Tarefa proposta 1 — Nos registos, substitua "instance" por "occurrence" nas linhas que vão da que contém "Look at the photo above. For each instance of the double" até à que contém "pixel 451 466", ambas incluídas. Apresente apenas essas linhas, sem qualquer outra alteração.

Ao longo dos anos Portugal vem apresentando indicadores positivos de qualidade de serviço na rede elétrica. A infraestrutura responde razoavelmente bem às flutuações diárias do consumo, às variações sazonais da procura e à crescente incorporação de eletricidade renovável. Mesmo no verão, quando parte do país ruma ao Algarve de férias e puxa pelo consumo a Sul, o sistema aguenta: dados da E-Redes mostram que em agosto do ano passado o consumo elétrico no distrito de Faro superou os 261 gigawatts hora (GWh), mais 42% do que em abril. As redes têm de estar preparadas e dimensionadas para distintos perfis de procura ao longo do ano. E a perspetiva de uma ainda maior quota de eletricidade renovável obrigará o país a estar dotado de flexibilidade adicional. Esta quinta-feira, à boleia da guerra entre a Rússia e a Ucrânia, a cotação de referência do gás natural na Europa subiu para o valor mais alto desde dezembro do ano passado, o que reforça a importância de tornar o sistema elétrico menos vulnerável ao preço de um recurso que não controlamos. Um dos grandes desafios dos próximos anos será alcançar níveis relevantes de armazenamento com baterias. O tiro de partida acaba de ser dado.

Secção de dados —
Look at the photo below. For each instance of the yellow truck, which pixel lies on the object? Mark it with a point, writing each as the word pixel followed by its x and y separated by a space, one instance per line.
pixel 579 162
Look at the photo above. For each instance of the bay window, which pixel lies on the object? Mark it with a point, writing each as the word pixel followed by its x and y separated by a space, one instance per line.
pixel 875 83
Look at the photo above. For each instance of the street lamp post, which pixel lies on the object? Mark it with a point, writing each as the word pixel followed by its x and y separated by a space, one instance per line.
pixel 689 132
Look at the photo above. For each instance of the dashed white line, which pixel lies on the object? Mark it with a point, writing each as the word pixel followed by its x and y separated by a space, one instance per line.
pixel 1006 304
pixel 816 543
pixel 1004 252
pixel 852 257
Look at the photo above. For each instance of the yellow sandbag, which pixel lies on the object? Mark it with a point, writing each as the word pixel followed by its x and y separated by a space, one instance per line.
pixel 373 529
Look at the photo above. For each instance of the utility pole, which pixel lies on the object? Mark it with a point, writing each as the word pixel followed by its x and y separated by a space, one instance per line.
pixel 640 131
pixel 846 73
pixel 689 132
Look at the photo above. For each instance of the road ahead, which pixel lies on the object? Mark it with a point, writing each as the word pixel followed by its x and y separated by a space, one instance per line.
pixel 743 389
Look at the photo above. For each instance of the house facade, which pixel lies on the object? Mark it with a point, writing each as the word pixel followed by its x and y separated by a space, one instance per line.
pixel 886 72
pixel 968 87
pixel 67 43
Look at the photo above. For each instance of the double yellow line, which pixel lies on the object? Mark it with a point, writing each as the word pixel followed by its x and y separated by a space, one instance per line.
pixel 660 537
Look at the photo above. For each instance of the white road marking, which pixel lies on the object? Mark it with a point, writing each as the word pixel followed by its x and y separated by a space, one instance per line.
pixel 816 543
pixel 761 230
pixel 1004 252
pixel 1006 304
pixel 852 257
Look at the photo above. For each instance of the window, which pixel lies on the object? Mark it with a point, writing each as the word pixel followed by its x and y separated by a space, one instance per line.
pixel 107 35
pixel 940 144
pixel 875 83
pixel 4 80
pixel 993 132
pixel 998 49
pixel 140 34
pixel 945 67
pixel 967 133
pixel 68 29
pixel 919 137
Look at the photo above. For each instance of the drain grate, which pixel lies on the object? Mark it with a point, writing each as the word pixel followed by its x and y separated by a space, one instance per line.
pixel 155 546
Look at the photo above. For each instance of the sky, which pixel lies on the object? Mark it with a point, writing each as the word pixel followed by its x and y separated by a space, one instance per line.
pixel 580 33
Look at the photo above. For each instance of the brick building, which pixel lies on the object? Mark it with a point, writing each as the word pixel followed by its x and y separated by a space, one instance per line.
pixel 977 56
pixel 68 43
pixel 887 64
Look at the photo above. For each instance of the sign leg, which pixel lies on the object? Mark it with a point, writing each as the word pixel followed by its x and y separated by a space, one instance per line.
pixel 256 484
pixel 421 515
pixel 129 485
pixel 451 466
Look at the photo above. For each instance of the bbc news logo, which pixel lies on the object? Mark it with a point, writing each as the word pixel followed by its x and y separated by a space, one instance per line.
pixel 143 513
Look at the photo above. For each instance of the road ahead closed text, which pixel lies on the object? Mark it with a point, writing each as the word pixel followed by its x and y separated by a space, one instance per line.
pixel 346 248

Tarefa proposta 2 — Retome o texto sobre a rede elétrica em Portugal e prossiga-o a partir da última frase apresentada.

Resposta escrita 1 —
Look at the photo above. For each occurrence of the double yellow line, which pixel lies on the object? Mark it with a point, writing each as the word pixel followed by its x and y separated by a space, one occurrence per line.
pixel 660 537
Look at the photo above. For each occurrence of the white road marking, which pixel lies on the object? Mark it with a point, writing each as the word pixel followed by its x and y separated by a space, one occurrence per line.
pixel 816 543
pixel 761 230
pixel 1004 252
pixel 1006 304
pixel 852 257
Look at the photo above. For each occurrence of the window, which pixel lies on the object? Mark it with a point, writing each as the word pixel followed by its x and y separated by a space, one occurrence per line.
pixel 107 35
pixel 940 144
pixel 875 83
pixel 4 80
pixel 993 132
pixel 998 49
pixel 140 34
pixel 945 67
pixel 967 133
pixel 68 29
pixel 919 137
Look at the photo above. For each occurrence of the drain grate, which pixel lies on the object? Mark it with a point, writing each as the word pixel followed by its x and y separated by a space, one occurrence per line.
pixel 155 546
Look at the photo above. For each occurrence of the sky, which pixel lies on the object? Mark it with a point, writing each as the word pixel followed by its x and y separated by a space, one occurrence per line.
pixel 580 33
Look at the photo above. For each occurrence of the brick building, which pixel lies on the object? Mark it with a point, writing each as the word pixel followed by its x and y separated by a space, one occurrence per line.
pixel 977 56
pixel 68 43
pixel 887 64
Look at the photo above. For each occurrence of the sign leg, which pixel lies on the object? Mark it with a point, writing each as the word pixel followed by its x and y separated by a space, one occurrence per line.
pixel 256 484
pixel 421 515
pixel 129 485
pixel 451 466

Resposta escrita 2 —
Já tínhamos analisado o tema das baterias numa das primeiras edições desta newsletter, em abril do ano passado, mas hoje o tema volta a ganhar importância, à luz do aviso que o Fundo Ambiental tem em marcha, e justifica que o revisitemos.
O Governo anunciou no final de julho a abertura de um prometido aviso do Fundo Ambiental para distribuir 99,75 milhões de euros de verbas do Plano de Recuperação e Resiliência (PRR) para sistemas de baterias acoplados a unidades de produção de eletricidade renovável, como centrais solares e parques eólicos. O aviso visa apoiar as empresas de energia para que até final de 2025 ponham em operação até 500 megawatts (MW) de potência de armazenamento em Portugal Continental. Cada projeto poderá obter no máximo 30 milhões de euros, mas o valor do apoio não pode ir além de 20% do custo total. Na avaliação das candidaturas, os projetos de baterias a instalar em centrais já com licença de exploração levarão mais pontos do que projetos para centrais em fases mais atrasadas.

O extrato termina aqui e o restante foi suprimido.